___ PASSAGE GIVEN
But, I do have some theories:
  1. There was a wormhole in my house that day.  We got sucked in and it dumped us out at the attorney's office.
  2. Tom and I were suffering from a severe form of insanity that targeted us both.  Simultaneously.  
  3. Perhaps a third Satan (a lurking variable of unknown identity!) brought us there.
But the truth, at least the murky pieces I'm able to remember, is not so sensational.  It was really very simple.  We ignored our gut instincts; we stopped thinking rationally.  We succumbed to temptation when Shelley, the attorney, said:

"Just come meet the birth mother.  You don't have to decide anything yet.  But this is a once in a lifetime opportunity if you are really hoping to adopt.  You guys are new to the adoption process and you don't know it this moment, but two or three years from now, you are going to regret it, if you just walk away, without even meeting Kendra first.  Just come meet her.  Then make your decision."
______
___ DATASET SECTION
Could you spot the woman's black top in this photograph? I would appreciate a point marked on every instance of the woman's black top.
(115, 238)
______
WHAT IS ASKED
(1) In the adoption passage, what is the name of the birth mother the attorney urges them to meet?
(2) Carry the adoption passage forward from its last line, writing what comes next.
The listing is drawn from a different source than the adoption passage.

TASK-BY-TASK ANSWERS
(1) Kendra.

(2)
We stopped thinking about our (more my) personal distaste for the attorney.  We exorcised all images of scary bio dad from our heads.  We opted for hope instead.  We chose life.  We settled on a baby!  We decided to get a little adventurous.

After all, isn't every adoption bound to be filled with drama and uncertainty?  Babies aren't given away to complete strangers because things are, well, to put it bluntly, happening under normal circumstances. 

We dressed quickly (no time to ponder a wardrobe change!) and set out to meet our Baby Mama!